● EXERCISE DESCRIPTION
Please reproduce word for word the entries starting at the line that contains "Can you find the lips?" and ending at the line that contains "<point>250,132</point>", with both of those lines included. Leave any pictures out of your copy.

● INPUT RECORDS

# # # # #

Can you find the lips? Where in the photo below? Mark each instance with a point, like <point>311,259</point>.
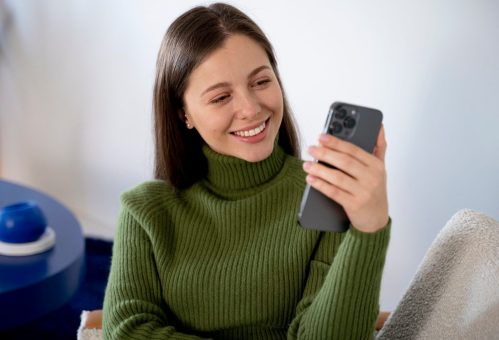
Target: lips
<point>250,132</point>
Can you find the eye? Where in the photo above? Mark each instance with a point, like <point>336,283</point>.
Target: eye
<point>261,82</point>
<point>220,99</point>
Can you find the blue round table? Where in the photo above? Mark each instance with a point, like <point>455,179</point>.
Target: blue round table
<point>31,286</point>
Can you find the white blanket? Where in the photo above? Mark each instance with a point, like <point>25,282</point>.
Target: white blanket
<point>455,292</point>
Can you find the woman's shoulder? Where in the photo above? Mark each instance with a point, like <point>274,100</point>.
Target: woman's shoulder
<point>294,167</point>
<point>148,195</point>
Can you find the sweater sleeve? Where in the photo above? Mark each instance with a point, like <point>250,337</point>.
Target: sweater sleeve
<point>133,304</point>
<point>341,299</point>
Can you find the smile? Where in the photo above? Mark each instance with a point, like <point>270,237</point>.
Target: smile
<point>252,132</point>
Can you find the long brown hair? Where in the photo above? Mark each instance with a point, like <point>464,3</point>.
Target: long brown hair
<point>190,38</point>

# # # # #

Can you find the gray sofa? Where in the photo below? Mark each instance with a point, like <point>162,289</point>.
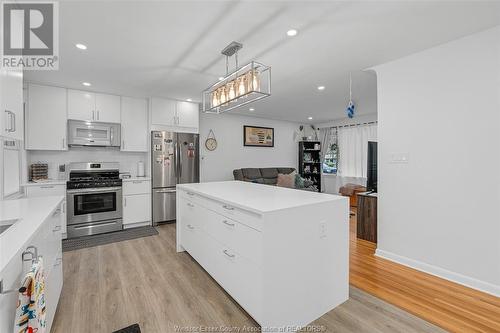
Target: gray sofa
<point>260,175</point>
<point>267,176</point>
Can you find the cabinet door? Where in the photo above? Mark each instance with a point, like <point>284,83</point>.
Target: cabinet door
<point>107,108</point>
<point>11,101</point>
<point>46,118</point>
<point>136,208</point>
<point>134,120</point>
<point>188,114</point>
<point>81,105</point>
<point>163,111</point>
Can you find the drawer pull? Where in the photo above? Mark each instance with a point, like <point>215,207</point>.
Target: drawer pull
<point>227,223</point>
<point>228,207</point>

# # # # #

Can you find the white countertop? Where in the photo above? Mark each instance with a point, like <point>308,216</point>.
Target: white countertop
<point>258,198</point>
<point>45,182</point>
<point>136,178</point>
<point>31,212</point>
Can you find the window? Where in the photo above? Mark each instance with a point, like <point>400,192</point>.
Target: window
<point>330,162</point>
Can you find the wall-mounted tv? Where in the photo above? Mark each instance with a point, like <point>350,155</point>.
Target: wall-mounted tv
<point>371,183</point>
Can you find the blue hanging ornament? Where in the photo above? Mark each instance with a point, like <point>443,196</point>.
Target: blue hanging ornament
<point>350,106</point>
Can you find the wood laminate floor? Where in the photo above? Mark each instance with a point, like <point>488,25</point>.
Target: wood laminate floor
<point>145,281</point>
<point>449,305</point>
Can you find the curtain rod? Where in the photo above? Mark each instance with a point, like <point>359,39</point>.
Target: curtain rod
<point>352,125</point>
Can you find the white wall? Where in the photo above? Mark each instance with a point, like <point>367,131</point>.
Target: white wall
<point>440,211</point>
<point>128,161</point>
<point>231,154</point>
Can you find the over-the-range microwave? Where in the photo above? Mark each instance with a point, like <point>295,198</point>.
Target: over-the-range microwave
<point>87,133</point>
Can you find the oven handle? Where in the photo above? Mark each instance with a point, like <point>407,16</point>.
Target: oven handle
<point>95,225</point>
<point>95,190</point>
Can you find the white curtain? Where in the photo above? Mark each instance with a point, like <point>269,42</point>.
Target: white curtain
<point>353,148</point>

# # # # #

● REPLY TO THE TASK
Can you find the lips? Where in the photo below? Mark each instance with a point, like <point>311,259</point>.
Target: lips
<point>250,132</point>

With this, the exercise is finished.